* What you have to do
Before doing anything else, copy the entries below exactly.

* Material provided
+ + +
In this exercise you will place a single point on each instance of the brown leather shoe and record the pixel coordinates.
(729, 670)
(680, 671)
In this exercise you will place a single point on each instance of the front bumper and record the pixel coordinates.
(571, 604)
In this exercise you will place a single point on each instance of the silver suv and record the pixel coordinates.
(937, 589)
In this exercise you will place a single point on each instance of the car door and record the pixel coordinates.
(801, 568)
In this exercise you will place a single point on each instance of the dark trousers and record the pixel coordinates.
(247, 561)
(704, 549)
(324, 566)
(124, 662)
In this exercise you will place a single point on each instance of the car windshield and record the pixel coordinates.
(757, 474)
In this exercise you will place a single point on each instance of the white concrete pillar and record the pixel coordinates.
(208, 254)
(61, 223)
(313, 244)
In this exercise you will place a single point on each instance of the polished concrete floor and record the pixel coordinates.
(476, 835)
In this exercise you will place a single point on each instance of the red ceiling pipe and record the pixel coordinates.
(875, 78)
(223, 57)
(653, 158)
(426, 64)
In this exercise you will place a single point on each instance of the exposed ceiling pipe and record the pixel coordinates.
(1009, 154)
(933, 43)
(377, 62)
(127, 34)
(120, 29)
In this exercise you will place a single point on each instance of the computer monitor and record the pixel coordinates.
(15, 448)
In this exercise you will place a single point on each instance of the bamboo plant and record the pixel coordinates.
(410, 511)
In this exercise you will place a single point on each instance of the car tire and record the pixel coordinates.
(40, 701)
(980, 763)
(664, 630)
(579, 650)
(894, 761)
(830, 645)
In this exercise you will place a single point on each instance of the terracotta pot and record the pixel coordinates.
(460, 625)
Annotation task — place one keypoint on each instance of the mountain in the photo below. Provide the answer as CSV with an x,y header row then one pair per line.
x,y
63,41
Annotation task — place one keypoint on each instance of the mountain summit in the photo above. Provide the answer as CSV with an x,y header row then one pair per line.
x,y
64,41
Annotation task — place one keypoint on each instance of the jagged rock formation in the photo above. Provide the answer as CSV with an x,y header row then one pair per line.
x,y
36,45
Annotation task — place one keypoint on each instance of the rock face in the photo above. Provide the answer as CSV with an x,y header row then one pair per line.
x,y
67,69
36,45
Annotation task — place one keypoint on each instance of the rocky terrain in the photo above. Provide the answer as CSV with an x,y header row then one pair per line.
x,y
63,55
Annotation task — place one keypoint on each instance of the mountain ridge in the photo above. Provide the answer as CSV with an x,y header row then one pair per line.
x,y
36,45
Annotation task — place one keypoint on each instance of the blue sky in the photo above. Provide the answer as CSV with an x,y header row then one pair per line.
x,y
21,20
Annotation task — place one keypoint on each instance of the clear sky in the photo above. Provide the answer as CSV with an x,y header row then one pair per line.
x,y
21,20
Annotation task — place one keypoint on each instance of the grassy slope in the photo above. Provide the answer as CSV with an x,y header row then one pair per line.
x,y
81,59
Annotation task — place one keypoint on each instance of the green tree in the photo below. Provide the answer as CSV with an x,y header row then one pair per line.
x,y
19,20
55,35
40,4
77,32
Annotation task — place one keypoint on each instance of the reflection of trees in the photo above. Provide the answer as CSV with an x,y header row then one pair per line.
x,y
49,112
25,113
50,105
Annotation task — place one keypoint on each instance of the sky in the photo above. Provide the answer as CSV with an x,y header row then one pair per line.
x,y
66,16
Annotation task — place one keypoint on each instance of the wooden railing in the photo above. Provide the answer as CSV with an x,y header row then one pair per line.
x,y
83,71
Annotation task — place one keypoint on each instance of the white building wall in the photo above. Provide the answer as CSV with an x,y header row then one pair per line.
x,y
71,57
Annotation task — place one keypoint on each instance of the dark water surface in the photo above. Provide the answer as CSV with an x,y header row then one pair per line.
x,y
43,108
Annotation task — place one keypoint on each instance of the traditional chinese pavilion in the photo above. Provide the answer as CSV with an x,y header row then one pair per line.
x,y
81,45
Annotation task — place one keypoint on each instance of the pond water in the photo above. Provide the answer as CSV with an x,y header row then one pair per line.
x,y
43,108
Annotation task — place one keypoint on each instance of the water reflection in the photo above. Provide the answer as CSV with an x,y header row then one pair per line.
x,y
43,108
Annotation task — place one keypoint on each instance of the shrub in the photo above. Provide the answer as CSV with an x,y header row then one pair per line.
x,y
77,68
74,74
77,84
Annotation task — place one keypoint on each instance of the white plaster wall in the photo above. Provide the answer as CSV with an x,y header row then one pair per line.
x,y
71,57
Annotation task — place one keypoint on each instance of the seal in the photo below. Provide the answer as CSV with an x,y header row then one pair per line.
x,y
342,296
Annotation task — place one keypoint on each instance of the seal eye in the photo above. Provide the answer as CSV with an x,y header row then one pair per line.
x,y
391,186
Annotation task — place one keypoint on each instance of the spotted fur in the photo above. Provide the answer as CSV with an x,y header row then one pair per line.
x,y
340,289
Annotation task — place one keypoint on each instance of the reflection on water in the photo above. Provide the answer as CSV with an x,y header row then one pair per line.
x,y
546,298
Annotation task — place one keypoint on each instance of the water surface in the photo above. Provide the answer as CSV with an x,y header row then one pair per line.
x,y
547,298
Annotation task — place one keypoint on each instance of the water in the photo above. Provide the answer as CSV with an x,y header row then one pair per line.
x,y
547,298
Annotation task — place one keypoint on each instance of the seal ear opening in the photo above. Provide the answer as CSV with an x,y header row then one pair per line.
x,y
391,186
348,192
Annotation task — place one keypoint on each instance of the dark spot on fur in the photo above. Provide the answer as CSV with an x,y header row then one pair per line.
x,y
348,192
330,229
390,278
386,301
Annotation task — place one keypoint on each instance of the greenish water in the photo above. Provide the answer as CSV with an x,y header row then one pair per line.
+ + +
* Reply to the task
In this exercise you will place a single point on each instance of the brown leather shoe and record the pixel coordinates.
(729, 670)
(680, 671)
In this exercise you will place a single point on each instance of the front bumper and record the pixel coordinates.
(571, 604)
In this exercise you will place a single point on each instance of the silver suv and record the pixel coordinates.
(937, 589)
In this exercise you will place a single point on each instance of the car door and record the pixel coordinates.
(801, 568)
In this exercise you will place a single point on each instance of the dark trousers and record the pixel coordinates.
(247, 561)
(704, 549)
(324, 566)
(124, 662)
In this exercise you will place a single point on each instance of the car windshield and record the pixel coordinates.
(757, 474)
In this exercise you will place a single point on each instance of the white concrete pillar and record the pixel coordinates.
(208, 254)
(61, 223)
(313, 244)
In this exercise you will place a single point on each instance of the polished concrete floor and record the pixel coordinates.
(476, 835)
In this exercise you will place a single point on each instance of the red ceiling pipe and record the pixel coordinates.
(875, 78)
(223, 57)
(653, 158)
(426, 64)
In this exercise you will place a single point on each instance of the exposed ceiling pipe and record the pixel coordinates.
(1009, 154)
(933, 43)
(377, 62)
(127, 34)
(120, 29)
In this exercise you will place a single point on each instance of the computer monitor and record the pixel coordinates.
(15, 448)
In this exercise you will place a single point on each instance of the bamboo plant and record the pixel coordinates.
(410, 511)
In this exercise you will place a single point on each instance of the car tire and record the pixel coordinates.
(40, 701)
(980, 763)
(664, 630)
(579, 650)
(894, 761)
(830, 645)
In this exercise you will place a single point on each instance of the terracotta pot and record the pixel coordinates.
(460, 625)
Annotation task — place one keypoint on each instance of the mountain in the photo below. Provide the answer as CSV with an x,y header row then one pair per line.
x,y
63,41
Annotation task — place one keypoint on each instance of the mountain summit in the photo above. Provide the answer as CSV with an x,y header row then one pair per line.
x,y
64,41
Annotation task — place one keypoint on each instance of the jagged rock formation in the photo above. Provide the answer as CSV with an x,y header row then one pair per line.
x,y
36,45
Annotation task — place one keypoint on each instance of the rock face in the photo above. Provide the answer as CSV with an x,y header row then one pair per line.
x,y
67,69
36,45
Annotation task — place one keypoint on each instance of the rocky terrain in the photo above. Provide the answer as CSV with an x,y header row then one pair per line.
x,y
63,55
Annotation task — place one keypoint on each instance of the mountain ridge in the photo above. Provide the answer as CSV with an x,y header row then one pair per line.
x,y
36,45
Annotation task — place one keypoint on each instance of the blue sky in the photo above. Provide the answer as CSV with an x,y header row then one pair per line.
x,y
21,20
Annotation task — place one keypoint on each instance of the clear sky in the photo above. Provide the answer as CSV with an x,y header row then one pair per line.
x,y
21,20
Annotation task — place one keypoint on each instance of the grassy slope in the photo above. Provide the answer as CSV with an x,y header row then one pair per line.
x,y
81,59
Annotation task — place one keypoint on each instance of the green tree in the photo below. Provide the answer as CSV with an x,y header row then one pair per line.
x,y
19,20
55,35
40,4
77,32
Annotation task — place one keypoint on each instance of the reflection of trees in the photo above. Provide the answer as CSV with an x,y header row then one pair per line.
x,y
49,112
25,113
50,105
Annotation task — place one keypoint on each instance of the sky in the photo above. Provide the answer as CSV with an x,y header row then one pair per line.
x,y
66,16
Annotation task — place one keypoint on each instance of the wooden railing in the photo above. Provide the answer as CSV with an x,y header row then one pair per line.
x,y
83,71
Annotation task — place one keypoint on each instance of the white building wall in the photo above. Provide the answer as CSV with an x,y header row then one pair per line.
x,y
71,57
Annotation task — place one keypoint on each instance of the dark water surface in the photo above. Provide the answer as CSV with an x,y header row then one pair per line.
x,y
43,108
Annotation task — place one keypoint on each instance of the traditional chinese pavilion in the photo above. Provide the answer as CSV with an x,y header row then one pair per line.
x,y
81,45
Annotation task — place one keypoint on each instance of the pond water in the photo above. Provide the answer as CSV with an x,y header row then one pair per line.
x,y
43,108
Annotation task — place one keypoint on each instance of the water reflection in the photo above. Provide the answer as CSV with an x,y header row then one pair per line.
x,y
43,108
Annotation task — place one keypoint on each instance of the shrub in the photo above. Provide the answer as CSV with an x,y header row then one pair per line.
x,y
77,68
74,74
77,84
Annotation task — place one keypoint on each instance of the white plaster wall in the photo above. Provide the answer as CSV with an x,y header row then one pair per line.
x,y
71,57
Annotation task — place one keypoint on each instance of the seal in the photo below. Provide the answer as CSV with an x,y header row then one pair per line.
x,y
342,296
Annotation task — place one keypoint on each instance of the seal eye in the photo above. Provide the answer as CSV with an x,y header row then one pair per line.
x,y
391,186
Annotation task — place one keypoint on each instance of the spotted fur in the photo above. Provide the answer as CSV with an x,y header row then one pair per line.
x,y
340,289
Annotation task — place one keypoint on each instance of the reflection on water in the photo above. Provide the answer as CSV with an x,y header row then one pair per line.
x,y
546,298
Annotation task — place one keypoint on each instance of the water surface in the photo above. Provide the answer as CSV with an x,y header row then one pair per line.
x,y
547,298
Annotation task — place one keypoint on each instance of the water in the photo above. Provide the answer as CSV with an x,y header row then one pair per line.
x,y
547,298
Annotation task — place one keypoint on each instance of the seal ear opening in the photo above. Provide the answer as CSV with an x,y header row then one pair per line.
x,y
391,186
348,192
Annotation task — place one keypoint on each instance of the dark spot on fur in the photo above. Provide the answer as CSV with an x,y header row then one pair per line.
x,y
348,192
330,229
390,278
386,301
Annotation task — place one keypoint on each instance of the greenish water in the photo above. Provide the answer as CSV with an x,y header row then one pair per line.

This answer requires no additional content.